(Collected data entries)
>>>>

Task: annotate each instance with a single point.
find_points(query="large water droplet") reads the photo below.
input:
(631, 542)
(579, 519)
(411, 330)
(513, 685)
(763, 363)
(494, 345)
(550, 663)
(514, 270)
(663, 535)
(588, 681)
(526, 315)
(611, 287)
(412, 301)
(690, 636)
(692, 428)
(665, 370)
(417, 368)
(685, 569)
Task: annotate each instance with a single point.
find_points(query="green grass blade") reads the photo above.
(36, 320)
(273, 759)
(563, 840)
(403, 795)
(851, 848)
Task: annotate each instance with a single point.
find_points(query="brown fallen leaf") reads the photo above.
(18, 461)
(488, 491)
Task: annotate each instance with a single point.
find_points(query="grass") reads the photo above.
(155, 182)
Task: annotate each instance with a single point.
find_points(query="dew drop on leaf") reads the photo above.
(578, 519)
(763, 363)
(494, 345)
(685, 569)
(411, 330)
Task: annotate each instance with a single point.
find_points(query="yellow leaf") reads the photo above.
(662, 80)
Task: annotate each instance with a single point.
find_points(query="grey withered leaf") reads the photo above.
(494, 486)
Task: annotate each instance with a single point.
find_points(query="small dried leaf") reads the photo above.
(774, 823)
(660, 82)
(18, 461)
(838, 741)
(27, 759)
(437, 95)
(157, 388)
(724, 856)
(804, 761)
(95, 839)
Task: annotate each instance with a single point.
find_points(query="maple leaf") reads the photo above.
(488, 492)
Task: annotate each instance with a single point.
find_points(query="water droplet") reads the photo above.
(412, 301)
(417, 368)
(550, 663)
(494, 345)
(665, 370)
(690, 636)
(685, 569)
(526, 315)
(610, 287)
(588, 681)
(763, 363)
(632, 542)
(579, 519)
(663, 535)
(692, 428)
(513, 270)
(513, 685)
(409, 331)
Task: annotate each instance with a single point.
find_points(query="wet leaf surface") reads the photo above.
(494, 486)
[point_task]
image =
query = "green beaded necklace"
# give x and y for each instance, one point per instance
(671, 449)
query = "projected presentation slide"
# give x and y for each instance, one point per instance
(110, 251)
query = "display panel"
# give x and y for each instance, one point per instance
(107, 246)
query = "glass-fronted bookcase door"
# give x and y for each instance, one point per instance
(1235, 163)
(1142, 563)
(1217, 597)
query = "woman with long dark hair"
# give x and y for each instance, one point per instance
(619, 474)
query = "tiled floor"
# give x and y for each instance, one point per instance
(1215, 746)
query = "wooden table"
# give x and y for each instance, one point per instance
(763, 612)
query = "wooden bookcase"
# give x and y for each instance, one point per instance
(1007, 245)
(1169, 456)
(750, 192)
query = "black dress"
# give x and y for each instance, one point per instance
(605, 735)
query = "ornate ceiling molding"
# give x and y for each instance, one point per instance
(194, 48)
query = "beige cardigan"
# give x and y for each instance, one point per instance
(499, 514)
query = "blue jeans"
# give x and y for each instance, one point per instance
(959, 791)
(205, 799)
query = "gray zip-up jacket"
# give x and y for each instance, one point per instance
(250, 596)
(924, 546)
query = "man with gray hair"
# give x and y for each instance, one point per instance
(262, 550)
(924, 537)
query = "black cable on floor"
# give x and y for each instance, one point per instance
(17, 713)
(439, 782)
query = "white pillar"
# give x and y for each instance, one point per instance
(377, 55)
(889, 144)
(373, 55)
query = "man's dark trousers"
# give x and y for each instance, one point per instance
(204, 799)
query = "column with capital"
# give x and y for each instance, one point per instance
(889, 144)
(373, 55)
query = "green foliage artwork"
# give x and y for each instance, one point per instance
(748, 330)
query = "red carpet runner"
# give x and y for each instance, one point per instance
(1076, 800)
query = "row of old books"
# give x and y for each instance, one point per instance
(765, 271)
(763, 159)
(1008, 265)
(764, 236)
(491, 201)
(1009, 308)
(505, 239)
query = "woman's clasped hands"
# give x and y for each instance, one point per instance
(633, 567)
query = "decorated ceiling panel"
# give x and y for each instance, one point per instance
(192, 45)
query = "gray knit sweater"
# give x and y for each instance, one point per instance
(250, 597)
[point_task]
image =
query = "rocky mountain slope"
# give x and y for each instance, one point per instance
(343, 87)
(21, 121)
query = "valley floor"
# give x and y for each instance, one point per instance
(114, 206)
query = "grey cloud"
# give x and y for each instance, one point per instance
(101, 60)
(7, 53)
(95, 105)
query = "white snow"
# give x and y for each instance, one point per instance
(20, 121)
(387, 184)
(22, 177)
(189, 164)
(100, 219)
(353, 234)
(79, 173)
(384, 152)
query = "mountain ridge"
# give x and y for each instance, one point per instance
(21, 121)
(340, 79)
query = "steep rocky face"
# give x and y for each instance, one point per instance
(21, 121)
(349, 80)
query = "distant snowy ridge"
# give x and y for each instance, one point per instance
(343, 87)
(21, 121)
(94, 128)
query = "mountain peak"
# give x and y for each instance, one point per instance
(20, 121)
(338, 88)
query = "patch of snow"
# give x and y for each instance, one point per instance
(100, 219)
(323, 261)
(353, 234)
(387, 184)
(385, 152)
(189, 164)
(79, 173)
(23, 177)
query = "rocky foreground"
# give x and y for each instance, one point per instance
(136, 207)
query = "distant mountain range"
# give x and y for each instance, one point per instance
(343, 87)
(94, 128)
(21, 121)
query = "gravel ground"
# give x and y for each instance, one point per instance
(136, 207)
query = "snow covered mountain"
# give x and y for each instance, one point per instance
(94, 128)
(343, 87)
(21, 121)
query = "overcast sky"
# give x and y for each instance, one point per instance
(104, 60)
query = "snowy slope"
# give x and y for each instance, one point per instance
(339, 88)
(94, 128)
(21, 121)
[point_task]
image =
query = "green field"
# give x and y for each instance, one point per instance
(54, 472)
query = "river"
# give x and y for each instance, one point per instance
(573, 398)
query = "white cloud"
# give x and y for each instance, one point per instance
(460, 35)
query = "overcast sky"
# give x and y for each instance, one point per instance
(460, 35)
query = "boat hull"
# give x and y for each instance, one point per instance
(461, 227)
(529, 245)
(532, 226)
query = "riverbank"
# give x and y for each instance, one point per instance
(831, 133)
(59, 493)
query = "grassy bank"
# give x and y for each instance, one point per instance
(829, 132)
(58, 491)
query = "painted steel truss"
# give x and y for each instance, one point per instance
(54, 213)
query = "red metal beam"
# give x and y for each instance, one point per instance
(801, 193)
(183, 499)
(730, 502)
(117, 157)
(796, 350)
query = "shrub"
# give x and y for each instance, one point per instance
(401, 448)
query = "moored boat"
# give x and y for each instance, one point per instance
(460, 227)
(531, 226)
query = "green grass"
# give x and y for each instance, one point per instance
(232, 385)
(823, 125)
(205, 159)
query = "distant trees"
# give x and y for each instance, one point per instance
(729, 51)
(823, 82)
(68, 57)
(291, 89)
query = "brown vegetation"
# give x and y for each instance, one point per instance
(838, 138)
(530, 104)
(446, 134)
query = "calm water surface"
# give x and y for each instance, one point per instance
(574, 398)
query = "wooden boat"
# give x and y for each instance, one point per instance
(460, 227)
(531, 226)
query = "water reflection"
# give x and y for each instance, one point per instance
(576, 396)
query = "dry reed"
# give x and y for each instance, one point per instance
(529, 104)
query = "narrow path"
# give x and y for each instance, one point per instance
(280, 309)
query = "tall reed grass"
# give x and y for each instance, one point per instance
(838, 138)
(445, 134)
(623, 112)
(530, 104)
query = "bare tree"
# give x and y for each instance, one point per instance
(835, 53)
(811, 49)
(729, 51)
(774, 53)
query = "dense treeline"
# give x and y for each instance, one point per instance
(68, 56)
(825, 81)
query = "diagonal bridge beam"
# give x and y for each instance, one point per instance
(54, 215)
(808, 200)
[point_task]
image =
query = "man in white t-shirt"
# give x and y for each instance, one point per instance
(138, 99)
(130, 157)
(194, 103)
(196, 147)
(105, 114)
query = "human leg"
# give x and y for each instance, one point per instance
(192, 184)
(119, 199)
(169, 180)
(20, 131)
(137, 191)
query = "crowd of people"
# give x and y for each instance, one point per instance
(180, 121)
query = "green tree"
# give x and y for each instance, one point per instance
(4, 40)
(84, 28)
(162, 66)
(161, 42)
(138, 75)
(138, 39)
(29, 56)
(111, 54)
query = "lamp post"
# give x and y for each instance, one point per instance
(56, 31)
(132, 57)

<<<<

Task instructions - In the entries above, identify every line with the word "beam". Copy those lines.

Task response -
query = "red metal beam"
query = "diagonal bridge beam"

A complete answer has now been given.